Object position labeling entries:
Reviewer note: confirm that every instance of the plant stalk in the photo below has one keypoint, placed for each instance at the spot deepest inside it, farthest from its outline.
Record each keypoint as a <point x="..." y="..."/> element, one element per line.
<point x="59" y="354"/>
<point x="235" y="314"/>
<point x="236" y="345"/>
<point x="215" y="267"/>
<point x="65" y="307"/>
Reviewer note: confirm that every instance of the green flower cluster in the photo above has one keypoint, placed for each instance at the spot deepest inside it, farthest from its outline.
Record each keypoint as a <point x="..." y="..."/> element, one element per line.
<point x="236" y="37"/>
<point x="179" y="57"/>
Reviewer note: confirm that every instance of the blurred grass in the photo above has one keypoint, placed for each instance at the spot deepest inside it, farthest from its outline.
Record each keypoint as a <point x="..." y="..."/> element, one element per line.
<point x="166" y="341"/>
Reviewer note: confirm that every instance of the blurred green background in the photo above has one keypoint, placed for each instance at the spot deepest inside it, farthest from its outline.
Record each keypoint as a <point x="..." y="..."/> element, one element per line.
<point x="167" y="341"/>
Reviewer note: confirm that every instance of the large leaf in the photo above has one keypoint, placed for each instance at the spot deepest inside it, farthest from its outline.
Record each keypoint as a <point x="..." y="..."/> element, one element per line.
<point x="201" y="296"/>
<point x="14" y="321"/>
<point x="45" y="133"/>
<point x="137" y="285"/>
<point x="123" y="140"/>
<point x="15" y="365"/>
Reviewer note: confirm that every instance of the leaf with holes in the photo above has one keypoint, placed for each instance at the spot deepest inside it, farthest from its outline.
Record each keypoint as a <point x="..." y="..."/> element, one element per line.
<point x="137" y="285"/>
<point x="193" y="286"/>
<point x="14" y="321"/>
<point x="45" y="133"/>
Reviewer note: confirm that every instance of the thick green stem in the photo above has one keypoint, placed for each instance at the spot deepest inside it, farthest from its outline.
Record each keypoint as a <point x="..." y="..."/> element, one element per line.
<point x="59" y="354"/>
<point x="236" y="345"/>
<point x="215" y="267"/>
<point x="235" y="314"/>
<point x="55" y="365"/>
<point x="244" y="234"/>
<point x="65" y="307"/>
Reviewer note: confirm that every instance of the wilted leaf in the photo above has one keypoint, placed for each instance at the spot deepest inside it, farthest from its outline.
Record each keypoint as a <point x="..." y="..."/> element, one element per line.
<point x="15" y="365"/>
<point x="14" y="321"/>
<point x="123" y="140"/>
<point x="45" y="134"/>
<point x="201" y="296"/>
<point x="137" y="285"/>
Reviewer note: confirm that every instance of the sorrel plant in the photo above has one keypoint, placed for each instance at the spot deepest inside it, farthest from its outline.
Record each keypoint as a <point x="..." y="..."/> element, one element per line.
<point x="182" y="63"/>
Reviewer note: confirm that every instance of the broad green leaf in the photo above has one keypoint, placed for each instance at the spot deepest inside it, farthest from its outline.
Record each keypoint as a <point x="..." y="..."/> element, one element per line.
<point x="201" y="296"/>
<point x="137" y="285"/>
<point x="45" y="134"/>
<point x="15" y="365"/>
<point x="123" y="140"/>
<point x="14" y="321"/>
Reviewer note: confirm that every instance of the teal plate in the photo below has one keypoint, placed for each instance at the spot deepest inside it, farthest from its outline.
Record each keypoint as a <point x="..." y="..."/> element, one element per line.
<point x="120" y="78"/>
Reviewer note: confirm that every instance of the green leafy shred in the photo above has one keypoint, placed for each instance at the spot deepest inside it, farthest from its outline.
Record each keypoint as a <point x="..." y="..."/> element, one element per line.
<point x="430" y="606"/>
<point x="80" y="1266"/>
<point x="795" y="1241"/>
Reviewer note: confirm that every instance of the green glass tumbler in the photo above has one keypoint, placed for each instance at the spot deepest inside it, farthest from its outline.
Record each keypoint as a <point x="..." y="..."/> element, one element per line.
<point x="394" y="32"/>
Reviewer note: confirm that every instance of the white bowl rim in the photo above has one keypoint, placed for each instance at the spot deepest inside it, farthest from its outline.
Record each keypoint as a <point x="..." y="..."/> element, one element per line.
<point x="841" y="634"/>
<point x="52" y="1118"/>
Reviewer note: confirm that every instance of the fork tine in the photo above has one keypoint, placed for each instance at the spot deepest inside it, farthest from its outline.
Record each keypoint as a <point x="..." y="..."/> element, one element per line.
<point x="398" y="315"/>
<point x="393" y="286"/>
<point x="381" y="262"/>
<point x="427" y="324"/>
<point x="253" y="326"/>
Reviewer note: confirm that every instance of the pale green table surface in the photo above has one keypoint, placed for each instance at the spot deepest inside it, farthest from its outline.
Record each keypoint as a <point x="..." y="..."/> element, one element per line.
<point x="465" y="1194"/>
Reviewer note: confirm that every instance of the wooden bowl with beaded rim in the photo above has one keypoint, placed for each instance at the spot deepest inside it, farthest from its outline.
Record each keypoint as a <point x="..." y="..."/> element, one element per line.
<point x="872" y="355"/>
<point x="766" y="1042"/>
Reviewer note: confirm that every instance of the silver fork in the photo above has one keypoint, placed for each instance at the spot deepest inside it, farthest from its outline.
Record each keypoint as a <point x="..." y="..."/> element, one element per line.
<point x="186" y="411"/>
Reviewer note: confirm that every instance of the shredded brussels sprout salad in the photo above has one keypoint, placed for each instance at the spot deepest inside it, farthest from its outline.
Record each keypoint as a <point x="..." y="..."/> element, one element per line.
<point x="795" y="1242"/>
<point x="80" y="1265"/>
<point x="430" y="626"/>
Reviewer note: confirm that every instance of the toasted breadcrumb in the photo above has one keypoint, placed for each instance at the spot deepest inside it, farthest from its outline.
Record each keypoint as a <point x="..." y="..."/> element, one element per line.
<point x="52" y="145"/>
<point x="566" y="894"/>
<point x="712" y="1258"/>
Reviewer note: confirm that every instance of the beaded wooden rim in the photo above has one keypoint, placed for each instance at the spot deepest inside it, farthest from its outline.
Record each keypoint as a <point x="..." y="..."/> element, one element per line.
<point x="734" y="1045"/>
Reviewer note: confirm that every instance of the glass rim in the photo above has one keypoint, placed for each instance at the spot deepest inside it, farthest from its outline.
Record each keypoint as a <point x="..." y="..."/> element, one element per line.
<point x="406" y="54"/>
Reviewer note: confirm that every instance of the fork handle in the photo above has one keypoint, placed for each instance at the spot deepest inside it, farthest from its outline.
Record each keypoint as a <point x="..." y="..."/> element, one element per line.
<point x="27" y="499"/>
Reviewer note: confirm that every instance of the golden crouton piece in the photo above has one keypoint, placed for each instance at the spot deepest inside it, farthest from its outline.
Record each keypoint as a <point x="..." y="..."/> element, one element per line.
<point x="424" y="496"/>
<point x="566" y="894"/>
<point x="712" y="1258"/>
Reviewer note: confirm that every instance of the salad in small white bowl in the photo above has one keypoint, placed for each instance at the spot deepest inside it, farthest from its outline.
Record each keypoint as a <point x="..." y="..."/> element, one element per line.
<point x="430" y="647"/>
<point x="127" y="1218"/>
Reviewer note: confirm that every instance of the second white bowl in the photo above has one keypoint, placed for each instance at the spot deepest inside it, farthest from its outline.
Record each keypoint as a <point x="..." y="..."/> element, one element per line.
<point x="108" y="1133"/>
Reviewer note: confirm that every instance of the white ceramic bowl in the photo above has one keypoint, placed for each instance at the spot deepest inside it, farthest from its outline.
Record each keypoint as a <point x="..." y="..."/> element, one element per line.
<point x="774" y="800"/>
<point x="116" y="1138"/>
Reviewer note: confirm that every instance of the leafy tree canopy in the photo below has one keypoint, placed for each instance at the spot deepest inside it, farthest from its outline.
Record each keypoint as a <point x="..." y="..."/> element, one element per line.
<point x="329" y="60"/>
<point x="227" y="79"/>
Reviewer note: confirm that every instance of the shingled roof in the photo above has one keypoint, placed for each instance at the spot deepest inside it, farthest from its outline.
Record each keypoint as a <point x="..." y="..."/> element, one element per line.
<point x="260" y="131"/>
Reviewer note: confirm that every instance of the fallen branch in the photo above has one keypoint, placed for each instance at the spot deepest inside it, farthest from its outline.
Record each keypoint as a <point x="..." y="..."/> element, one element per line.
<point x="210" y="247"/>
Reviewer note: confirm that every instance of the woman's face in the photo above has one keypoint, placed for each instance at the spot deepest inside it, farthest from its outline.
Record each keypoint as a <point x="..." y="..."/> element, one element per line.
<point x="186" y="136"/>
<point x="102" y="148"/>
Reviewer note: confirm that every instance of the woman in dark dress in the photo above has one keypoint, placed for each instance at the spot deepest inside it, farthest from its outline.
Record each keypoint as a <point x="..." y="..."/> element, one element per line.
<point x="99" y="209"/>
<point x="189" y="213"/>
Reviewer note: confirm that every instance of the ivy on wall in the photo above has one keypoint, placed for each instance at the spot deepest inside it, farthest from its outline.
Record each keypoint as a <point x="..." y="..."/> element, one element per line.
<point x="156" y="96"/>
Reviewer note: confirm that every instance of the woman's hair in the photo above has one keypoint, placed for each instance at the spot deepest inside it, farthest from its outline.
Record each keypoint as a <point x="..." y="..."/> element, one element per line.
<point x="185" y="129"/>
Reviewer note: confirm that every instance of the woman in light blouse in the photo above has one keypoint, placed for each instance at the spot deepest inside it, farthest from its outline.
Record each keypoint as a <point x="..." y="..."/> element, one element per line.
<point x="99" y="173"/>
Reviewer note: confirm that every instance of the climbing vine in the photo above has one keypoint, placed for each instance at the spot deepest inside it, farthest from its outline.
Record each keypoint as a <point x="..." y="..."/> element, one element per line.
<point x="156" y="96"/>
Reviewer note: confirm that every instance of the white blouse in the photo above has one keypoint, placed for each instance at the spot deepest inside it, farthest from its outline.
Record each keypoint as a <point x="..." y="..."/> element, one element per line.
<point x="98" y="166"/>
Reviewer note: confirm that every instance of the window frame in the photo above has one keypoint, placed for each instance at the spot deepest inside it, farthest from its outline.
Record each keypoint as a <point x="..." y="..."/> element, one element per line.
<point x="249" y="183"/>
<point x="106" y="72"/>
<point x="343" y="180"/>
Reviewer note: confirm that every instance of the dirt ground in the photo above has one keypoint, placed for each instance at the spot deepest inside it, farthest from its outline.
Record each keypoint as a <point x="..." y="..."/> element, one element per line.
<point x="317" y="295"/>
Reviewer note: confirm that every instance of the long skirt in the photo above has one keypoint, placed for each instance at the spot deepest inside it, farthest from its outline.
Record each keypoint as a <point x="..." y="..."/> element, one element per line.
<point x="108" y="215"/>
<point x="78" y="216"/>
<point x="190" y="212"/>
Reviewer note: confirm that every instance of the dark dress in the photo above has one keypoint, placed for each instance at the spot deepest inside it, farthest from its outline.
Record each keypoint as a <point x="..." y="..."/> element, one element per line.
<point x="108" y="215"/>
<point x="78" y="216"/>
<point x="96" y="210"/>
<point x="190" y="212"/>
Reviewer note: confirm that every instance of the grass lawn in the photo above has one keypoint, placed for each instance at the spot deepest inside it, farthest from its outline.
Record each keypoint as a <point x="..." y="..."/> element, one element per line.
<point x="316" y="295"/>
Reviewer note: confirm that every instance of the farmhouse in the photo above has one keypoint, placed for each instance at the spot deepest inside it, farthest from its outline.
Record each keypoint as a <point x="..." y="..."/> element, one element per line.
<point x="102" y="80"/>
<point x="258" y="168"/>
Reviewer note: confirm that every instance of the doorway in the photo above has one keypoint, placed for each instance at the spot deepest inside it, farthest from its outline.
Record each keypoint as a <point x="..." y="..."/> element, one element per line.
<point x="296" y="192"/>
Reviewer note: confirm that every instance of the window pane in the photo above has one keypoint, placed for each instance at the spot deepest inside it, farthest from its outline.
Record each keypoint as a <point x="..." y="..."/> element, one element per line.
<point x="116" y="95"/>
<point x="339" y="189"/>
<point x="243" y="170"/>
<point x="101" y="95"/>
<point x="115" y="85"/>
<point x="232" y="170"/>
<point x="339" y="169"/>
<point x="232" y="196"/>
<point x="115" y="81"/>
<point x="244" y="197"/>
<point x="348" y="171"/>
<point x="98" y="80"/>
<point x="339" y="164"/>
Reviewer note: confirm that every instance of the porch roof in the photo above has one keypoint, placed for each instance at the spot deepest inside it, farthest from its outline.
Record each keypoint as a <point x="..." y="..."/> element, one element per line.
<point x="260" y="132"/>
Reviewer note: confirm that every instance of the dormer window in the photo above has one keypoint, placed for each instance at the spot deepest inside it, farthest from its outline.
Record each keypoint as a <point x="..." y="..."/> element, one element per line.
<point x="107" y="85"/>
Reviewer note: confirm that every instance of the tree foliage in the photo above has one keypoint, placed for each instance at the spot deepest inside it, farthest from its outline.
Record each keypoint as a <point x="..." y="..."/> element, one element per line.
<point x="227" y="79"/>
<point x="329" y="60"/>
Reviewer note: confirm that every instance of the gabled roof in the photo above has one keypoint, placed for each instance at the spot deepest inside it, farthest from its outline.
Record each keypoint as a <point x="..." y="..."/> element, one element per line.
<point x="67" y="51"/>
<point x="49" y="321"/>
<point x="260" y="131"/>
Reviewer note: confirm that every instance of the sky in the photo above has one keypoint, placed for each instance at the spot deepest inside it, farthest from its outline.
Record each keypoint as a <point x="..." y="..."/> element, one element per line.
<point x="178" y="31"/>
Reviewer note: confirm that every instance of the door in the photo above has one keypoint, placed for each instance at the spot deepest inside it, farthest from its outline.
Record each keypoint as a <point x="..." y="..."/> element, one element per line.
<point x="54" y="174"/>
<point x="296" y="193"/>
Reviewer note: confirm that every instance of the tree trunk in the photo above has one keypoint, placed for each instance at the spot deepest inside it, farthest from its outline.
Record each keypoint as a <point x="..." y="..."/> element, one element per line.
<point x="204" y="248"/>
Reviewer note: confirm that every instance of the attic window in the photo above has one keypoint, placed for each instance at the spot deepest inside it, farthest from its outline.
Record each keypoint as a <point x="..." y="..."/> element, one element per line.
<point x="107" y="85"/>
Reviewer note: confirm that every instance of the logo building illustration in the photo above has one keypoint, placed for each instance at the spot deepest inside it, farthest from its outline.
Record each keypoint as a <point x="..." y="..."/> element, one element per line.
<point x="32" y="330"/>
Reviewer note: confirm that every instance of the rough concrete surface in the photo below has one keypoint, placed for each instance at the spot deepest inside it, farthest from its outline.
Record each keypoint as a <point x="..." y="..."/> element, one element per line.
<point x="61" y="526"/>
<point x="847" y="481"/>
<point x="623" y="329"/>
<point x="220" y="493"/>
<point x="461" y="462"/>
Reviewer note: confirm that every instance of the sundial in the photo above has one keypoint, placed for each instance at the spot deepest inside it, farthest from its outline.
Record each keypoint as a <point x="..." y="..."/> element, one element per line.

_Your objective_.
Repeat, without change, each line of the data above from the one that contains "Reviewer note: confirm that every instance of the attic" through the final line, counting both.

_Result of the exercise_.
Reviewer note: confirm that every instance of the attic window in the photo above has one keypoint, placed for each instance at the spot deepest inside it, farthest from its outline.
Record each keypoint as a <point x="..." y="..."/> element, one element per line.
<point x="107" y="85"/>
Reviewer note: confirm that every instance of the logo building illustration in the photo above has one keypoint, placed for each instance at the spot deepest inside it, farthest from its outline.
Record each keypoint as a <point x="..." y="..."/> element, one element per line.
<point x="32" y="330"/>
Reviewer note: confirm that every instance of the rough concrete surface in the photo below has one keypoint, placed for each instance at the spot deepest inside it, farthest from its outline.
Record each keypoint as a <point x="..." y="..."/> element, one element per line.
<point x="61" y="526"/>
<point x="847" y="481"/>
<point x="623" y="329"/>
<point x="220" y="493"/>
<point x="461" y="462"/>
Reviewer note: confirm that every instance of the sundial in the photo above has one keypoint, placed for each instance at the spot deepest inside it, farthest from its outline.
Record each keypoint as a <point x="..." y="..."/> element, one element per line.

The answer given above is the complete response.